Hardware – Signals, Traces and Circuit Boards
We commonly interconnect network devices over distances of 100 meters for Cat5 Ethernet or maybe 300 meters over OM3 multimode fiber for 10GBASE-SR. With enough money we can extend the span between devices to perhaps 10Km for with 10GBASE-LR), 40Km for 10GBase-ER or even 80Km for 10GBase-ZR.
Why then, when we move to the world of circuit boards, do we have to suffer maximum distances which are measured in hundreds of millimeters? Let’s explore why life is so hard for the high-speed signals which transit the circuit board.
Why should you care?
Before we begin I’ve got to convince you why you should care. Okay, you’re definitely not going to see questions about circuits and traces on a certification exam. However, if you’re like me you’ll want to know a little bit more about how your routers and switches are put together. You may be painfully familiar with software bugs, but it’s important to note that vendors can design faulty hardware too. You should look at hardware designers as ‘humans solving extremely difficult problems’ – they can and do make mistakes.

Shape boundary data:
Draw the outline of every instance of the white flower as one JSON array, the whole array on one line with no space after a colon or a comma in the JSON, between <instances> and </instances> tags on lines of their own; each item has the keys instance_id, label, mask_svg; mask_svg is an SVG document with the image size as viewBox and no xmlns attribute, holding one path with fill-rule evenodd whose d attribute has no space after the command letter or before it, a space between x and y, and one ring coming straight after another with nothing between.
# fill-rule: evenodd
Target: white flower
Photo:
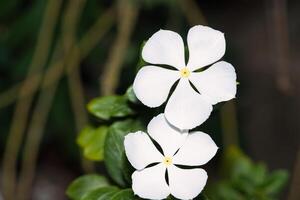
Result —
<instances>
[{"instance_id":1,"label":"white flower","mask_svg":"<svg viewBox=\"0 0 300 200\"><path fill-rule=\"evenodd\" d=\"M178 199L198 196L206 184L207 173L201 168L180 166L196 167L207 163L218 149L211 137L203 132L182 133L172 127L163 114L154 117L147 129L163 153L142 131L125 137L127 158L137 169L132 174L134 193L146 199L164 199L169 194Z\"/></svg>"},{"instance_id":2,"label":"white flower","mask_svg":"<svg viewBox=\"0 0 300 200\"><path fill-rule=\"evenodd\" d=\"M230 100L236 94L236 74L231 64L220 61L207 70L196 71L224 55L224 34L207 26L194 26L188 32L187 44L186 64L180 35L168 30L156 32L146 42L142 57L148 63L169 65L174 70L148 65L139 70L133 83L134 92L143 104L158 107L180 79L166 105L165 115L172 125L182 130L202 124L209 117L212 105Z\"/></svg>"}]
</instances>

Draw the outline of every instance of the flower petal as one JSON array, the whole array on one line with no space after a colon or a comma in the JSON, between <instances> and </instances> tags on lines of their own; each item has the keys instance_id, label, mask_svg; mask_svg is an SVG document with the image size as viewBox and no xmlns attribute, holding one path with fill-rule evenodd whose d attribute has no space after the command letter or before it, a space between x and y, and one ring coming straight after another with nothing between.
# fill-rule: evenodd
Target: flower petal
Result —
<instances>
[{"instance_id":1,"label":"flower petal","mask_svg":"<svg viewBox=\"0 0 300 200\"><path fill-rule=\"evenodd\" d=\"M145 66L136 75L133 90L143 104L157 107L166 101L172 85L178 79L178 71Z\"/></svg>"},{"instance_id":2,"label":"flower petal","mask_svg":"<svg viewBox=\"0 0 300 200\"><path fill-rule=\"evenodd\" d=\"M166 167L158 164L132 174L132 190L144 199L165 199L170 189L165 180Z\"/></svg>"},{"instance_id":3,"label":"flower petal","mask_svg":"<svg viewBox=\"0 0 300 200\"><path fill-rule=\"evenodd\" d=\"M236 73L230 63L217 62L203 72L191 73L190 80L212 104L235 97Z\"/></svg>"},{"instance_id":4,"label":"flower petal","mask_svg":"<svg viewBox=\"0 0 300 200\"><path fill-rule=\"evenodd\" d=\"M192 27L187 40L190 55L187 66L192 71L216 62L225 53L224 34L208 26Z\"/></svg>"},{"instance_id":5,"label":"flower petal","mask_svg":"<svg viewBox=\"0 0 300 200\"><path fill-rule=\"evenodd\" d=\"M183 40L178 33L159 30L146 42L142 57L151 64L164 64L181 69L185 67Z\"/></svg>"},{"instance_id":6,"label":"flower petal","mask_svg":"<svg viewBox=\"0 0 300 200\"><path fill-rule=\"evenodd\" d=\"M182 78L167 103L165 116L183 130L202 124L211 111L212 105L192 88L188 79Z\"/></svg>"},{"instance_id":7,"label":"flower petal","mask_svg":"<svg viewBox=\"0 0 300 200\"><path fill-rule=\"evenodd\" d=\"M168 167L171 194L177 199L193 199L203 190L207 173L203 169Z\"/></svg>"},{"instance_id":8,"label":"flower petal","mask_svg":"<svg viewBox=\"0 0 300 200\"><path fill-rule=\"evenodd\" d=\"M149 136L142 131L126 135L124 146L129 162L138 170L163 160L163 156L156 149Z\"/></svg>"},{"instance_id":9,"label":"flower petal","mask_svg":"<svg viewBox=\"0 0 300 200\"><path fill-rule=\"evenodd\" d=\"M173 163L186 166L204 165L217 153L218 147L209 135L192 132L173 157Z\"/></svg>"},{"instance_id":10,"label":"flower petal","mask_svg":"<svg viewBox=\"0 0 300 200\"><path fill-rule=\"evenodd\" d=\"M163 149L164 156L173 156L184 143L187 132L180 132L169 124L164 114L154 117L148 124L148 133Z\"/></svg>"}]
</instances>

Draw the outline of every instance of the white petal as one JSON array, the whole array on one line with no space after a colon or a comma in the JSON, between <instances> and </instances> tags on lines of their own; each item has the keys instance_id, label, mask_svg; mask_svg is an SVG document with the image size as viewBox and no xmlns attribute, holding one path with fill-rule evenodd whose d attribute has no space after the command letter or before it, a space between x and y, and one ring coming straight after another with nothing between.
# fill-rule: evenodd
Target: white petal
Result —
<instances>
[{"instance_id":1,"label":"white petal","mask_svg":"<svg viewBox=\"0 0 300 200\"><path fill-rule=\"evenodd\" d=\"M159 30L146 42L143 59L152 64L164 64L181 69L185 67L184 43L178 33Z\"/></svg>"},{"instance_id":2,"label":"white petal","mask_svg":"<svg viewBox=\"0 0 300 200\"><path fill-rule=\"evenodd\" d=\"M160 106L168 98L172 85L179 79L179 72L156 66L145 66L136 75L133 90L146 106Z\"/></svg>"},{"instance_id":3,"label":"white petal","mask_svg":"<svg viewBox=\"0 0 300 200\"><path fill-rule=\"evenodd\" d=\"M154 117L148 124L148 133L163 149L164 156L171 157L184 143L187 132L180 132L169 124L160 114Z\"/></svg>"},{"instance_id":4,"label":"white petal","mask_svg":"<svg viewBox=\"0 0 300 200\"><path fill-rule=\"evenodd\" d=\"M132 174L132 190L144 199L165 199L170 189L165 180L166 167L158 164Z\"/></svg>"},{"instance_id":5,"label":"white petal","mask_svg":"<svg viewBox=\"0 0 300 200\"><path fill-rule=\"evenodd\" d=\"M188 33L190 70L196 70L218 61L225 53L225 38L220 31L207 26L194 26Z\"/></svg>"},{"instance_id":6,"label":"white petal","mask_svg":"<svg viewBox=\"0 0 300 200\"><path fill-rule=\"evenodd\" d=\"M126 135L124 146L129 162L136 169L144 169L147 165L161 162L163 159L149 136L142 131Z\"/></svg>"},{"instance_id":7,"label":"white petal","mask_svg":"<svg viewBox=\"0 0 300 200\"><path fill-rule=\"evenodd\" d=\"M230 63L217 62L203 72L191 73L190 80L212 104L235 97L236 73Z\"/></svg>"},{"instance_id":8,"label":"white petal","mask_svg":"<svg viewBox=\"0 0 300 200\"><path fill-rule=\"evenodd\" d=\"M182 78L167 103L165 116L172 125L183 130L202 124L211 111L212 105L192 88L188 79Z\"/></svg>"},{"instance_id":9,"label":"white petal","mask_svg":"<svg viewBox=\"0 0 300 200\"><path fill-rule=\"evenodd\" d=\"M168 167L171 194L178 199L193 199L203 190L207 173L203 169Z\"/></svg>"},{"instance_id":10,"label":"white petal","mask_svg":"<svg viewBox=\"0 0 300 200\"><path fill-rule=\"evenodd\" d=\"M209 135L193 132L173 157L173 163L186 166L204 165L216 155L217 150L217 145Z\"/></svg>"}]
</instances>

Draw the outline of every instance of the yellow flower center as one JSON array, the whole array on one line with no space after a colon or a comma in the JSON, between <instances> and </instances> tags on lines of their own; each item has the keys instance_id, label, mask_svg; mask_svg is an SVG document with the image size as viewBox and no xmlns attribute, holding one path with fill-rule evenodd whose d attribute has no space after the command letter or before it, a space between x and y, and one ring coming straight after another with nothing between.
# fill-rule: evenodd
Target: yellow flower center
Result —
<instances>
[{"instance_id":1,"label":"yellow flower center","mask_svg":"<svg viewBox=\"0 0 300 200\"><path fill-rule=\"evenodd\" d=\"M190 72L190 70L189 70L187 67L182 68L182 69L180 70L180 76L183 77L183 78L189 77L190 74L191 74L191 72Z\"/></svg>"},{"instance_id":2,"label":"yellow flower center","mask_svg":"<svg viewBox=\"0 0 300 200\"><path fill-rule=\"evenodd\" d=\"M163 163L166 165L166 166L169 166L171 165L173 162L172 162L172 158L171 157L165 157L164 160L163 160Z\"/></svg>"}]
</instances>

**Exercise prompt**:
Reproduce the hardware article word for word, starting at "Why then, when" and running up to and including "the circuit board.". Rely on the hardware article alone and leave the data aside.

**Response to this exercise**:
Why then, when we move to the world of circuit boards, do we have to suffer maximum distances which are measured in hundreds of millimeters? Let’s explore why life is so hard for the high-speed signals which transit the circuit board.